- **Extrait de texte**

------------------------------------------------------------------------

Il existe de nombreuses tentatives d’incarnation de la « ville intelligente ». Année après année, les palmarès font émerger un groupe assez consensuel de villes : Singapour, Barcelone, Masdar, Amsterdam, Londres, Copenhague, Montréal… Chacune occupe en fait une sorte de « niche », devant sa notoriété au fait d’avoir été la première ou parmi les premières à ouvrir une nouvelle voie, à incarner un nouveau type de « ville intelligente » et à avoir démontré (ou essayé) de faire école. Il est aussi question de « marketing urbain », de géopolitique, de stratégies industrielles, de capacité à introduire ou promouvoir des changements radicaux…
Montréal, modèle de « Ville intelligente citoyenne »
Dès les années 1990, Montréal a fait le pari des nouvelles technologies, en particulier au travers de l’industrie des jeux vidéo avec sa « Cité du Multimédia », pour dynamiser l’économie locale. Elle se distingue aussi, depuis les années 2010, comme « ville intelligente citoyenne » avec la création du Bureau de la ville intelligente et numérique. Celui-ci repose essentiellement sur la mise en place de nouveaux espaces de dialogues avec la population, sur de nouvelles formes de consultation, de concertation, de participation des habitants/citoyens.
Londres, capitale européenne des start-up ?
Avec son plan « Smart London », la capitale britannique ambitionne de devenir « the best city in the world » grâce aux innovations numériques. Elle se distingue comme l’une des capitales mondiales de la vidéosurveillance. Aussi, en 2010, a émergé la « Tech City », visant à faire de Londres une place incontournable de la technologie sur la scène mondiale, autour du quartier émergent du Silicon Roundabout. Au-delà, Londres a développé une démarche smart city qui consiste à moderniser les services publics, notamment les transports publics, en consultant la population.
Amsterdam, foyer d’initiatives numériques
Amsterdam se distingue comme « ville numérique » depuis les années 1990 avec l’expérience de Digital Stadt, plate-forme numérique destinée aux acteurs associatifs. L’initiative vient de la société civile et ce n’est que dans un second temps qu’elle a reçu l’appui de la municipalité. Aujourd’hui encore, le projet « Amsterdam Smart City » s’appuie sur une très forte mobilisation des acteurs de l’innovation, se référant en cela au modèle de la triple hélice (alliance autorités ‒ entreprises ‒ universités) étendu aux citoyens. Elle apparaît par ailleurs comme l’une des villes de pointe dans le recours aux données urbaines massives.

------------------------------------------------------------------------

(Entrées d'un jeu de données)

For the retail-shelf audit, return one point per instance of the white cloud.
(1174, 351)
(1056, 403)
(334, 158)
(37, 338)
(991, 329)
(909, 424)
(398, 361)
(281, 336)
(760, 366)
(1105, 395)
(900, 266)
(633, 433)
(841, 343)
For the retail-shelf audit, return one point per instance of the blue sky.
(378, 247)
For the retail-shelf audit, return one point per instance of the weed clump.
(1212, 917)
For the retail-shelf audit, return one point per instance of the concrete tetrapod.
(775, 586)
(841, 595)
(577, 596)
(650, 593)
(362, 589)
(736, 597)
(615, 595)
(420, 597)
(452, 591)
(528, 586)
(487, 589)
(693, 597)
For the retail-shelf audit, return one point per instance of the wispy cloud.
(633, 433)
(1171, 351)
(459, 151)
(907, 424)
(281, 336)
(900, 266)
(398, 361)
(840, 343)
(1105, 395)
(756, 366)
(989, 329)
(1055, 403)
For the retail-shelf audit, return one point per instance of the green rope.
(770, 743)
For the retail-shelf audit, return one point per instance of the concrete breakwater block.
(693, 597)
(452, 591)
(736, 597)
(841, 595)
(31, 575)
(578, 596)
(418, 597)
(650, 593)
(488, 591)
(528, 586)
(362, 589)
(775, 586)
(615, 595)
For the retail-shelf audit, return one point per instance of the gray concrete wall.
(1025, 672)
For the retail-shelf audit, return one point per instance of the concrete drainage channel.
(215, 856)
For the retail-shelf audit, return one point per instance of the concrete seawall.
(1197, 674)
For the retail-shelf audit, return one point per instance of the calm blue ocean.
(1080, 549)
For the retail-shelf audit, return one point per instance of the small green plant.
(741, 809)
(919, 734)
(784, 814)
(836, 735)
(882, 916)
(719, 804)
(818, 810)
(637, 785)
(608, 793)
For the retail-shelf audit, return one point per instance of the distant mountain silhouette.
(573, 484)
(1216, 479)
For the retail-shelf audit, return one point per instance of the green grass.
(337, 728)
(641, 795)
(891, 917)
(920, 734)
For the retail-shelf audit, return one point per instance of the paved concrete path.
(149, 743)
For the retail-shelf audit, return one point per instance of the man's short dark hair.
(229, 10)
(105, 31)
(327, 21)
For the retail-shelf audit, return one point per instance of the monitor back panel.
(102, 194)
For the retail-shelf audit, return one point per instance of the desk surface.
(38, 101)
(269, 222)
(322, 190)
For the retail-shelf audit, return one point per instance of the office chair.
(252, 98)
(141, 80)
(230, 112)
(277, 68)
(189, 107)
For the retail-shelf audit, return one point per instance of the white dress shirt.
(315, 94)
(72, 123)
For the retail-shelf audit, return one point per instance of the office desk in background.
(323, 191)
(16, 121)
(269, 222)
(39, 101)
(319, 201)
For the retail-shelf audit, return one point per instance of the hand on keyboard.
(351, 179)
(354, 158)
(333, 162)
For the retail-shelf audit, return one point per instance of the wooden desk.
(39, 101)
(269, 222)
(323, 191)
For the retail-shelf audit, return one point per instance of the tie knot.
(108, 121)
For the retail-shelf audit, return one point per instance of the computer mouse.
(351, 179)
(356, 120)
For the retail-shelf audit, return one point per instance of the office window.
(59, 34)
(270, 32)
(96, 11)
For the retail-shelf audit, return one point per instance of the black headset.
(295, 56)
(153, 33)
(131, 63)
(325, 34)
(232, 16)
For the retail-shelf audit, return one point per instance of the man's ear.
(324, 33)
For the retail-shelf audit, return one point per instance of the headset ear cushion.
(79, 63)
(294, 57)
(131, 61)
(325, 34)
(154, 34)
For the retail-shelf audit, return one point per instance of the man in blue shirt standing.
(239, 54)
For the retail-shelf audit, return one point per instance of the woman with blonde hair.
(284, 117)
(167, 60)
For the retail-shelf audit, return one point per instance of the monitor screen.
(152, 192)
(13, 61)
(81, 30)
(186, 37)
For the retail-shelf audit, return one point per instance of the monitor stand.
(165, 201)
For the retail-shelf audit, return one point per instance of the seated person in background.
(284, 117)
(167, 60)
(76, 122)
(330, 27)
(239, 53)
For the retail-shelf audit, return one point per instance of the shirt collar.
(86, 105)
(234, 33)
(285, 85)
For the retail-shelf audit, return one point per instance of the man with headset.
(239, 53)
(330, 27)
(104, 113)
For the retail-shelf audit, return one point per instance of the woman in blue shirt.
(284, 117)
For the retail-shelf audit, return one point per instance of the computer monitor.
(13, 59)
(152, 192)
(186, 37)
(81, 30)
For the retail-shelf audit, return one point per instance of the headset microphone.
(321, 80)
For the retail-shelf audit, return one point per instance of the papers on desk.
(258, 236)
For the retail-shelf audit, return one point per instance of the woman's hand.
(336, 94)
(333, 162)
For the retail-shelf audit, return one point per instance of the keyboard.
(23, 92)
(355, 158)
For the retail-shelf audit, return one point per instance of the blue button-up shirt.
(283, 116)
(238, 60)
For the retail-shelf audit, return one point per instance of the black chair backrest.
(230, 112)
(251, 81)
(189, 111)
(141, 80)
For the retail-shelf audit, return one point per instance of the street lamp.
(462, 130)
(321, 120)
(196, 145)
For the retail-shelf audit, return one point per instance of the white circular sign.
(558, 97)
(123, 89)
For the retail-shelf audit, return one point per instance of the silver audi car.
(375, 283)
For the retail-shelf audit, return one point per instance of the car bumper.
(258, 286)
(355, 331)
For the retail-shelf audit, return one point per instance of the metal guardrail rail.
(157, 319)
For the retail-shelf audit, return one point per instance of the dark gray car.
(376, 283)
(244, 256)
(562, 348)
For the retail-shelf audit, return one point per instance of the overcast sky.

------------------------------------------------------------------------

- **Consigne A**
Répondez brièvement à ces questions sur l'extrait consacré à la ville intelligente :
(i) Quel organisme Montréal a-t-elle créé depuis les années 2010 ?
(ii) Autour de quel quartier émergent la « Tech City » de Londres s'est-elle développée ?
(iii) Comment s'appelait la plate-forme numérique lancée à Amsterdam dans les années 1990 ?
- **Consigne B**
Rédigez la suite de l'extrait sur la ville intelligente, s'il vous plaît, à partir de sa dernière phrase.

- **Corrigé A**
(i) Le Bureau de la ville intelligente et numérique.
(ii) Le Silicon Roundabout.
(iii) Digital Stadt.

- **Corrigé B**
Copenhague, championne d’un développement écocitoyen
Copenhague incarne le versant « développement durable » de la « ville intelligente ». La ville ne met pas l’accent sur les prouesses technologiques, mais sa politique consiste plutôt à se présenter comme la « ville la plus verte ». Les start-up qui y prospèrent développent des applications fortement ancrées dans le domaine de l’« économie verte ». L’amélioration de la qualité de vie, la participation des habitants et l’engagement à devenir, dès 2015, la première métropole neutre en carbone sont ce qui caractérise la démarche de la ville en matière de smart city.
Masdar, ville « neuve »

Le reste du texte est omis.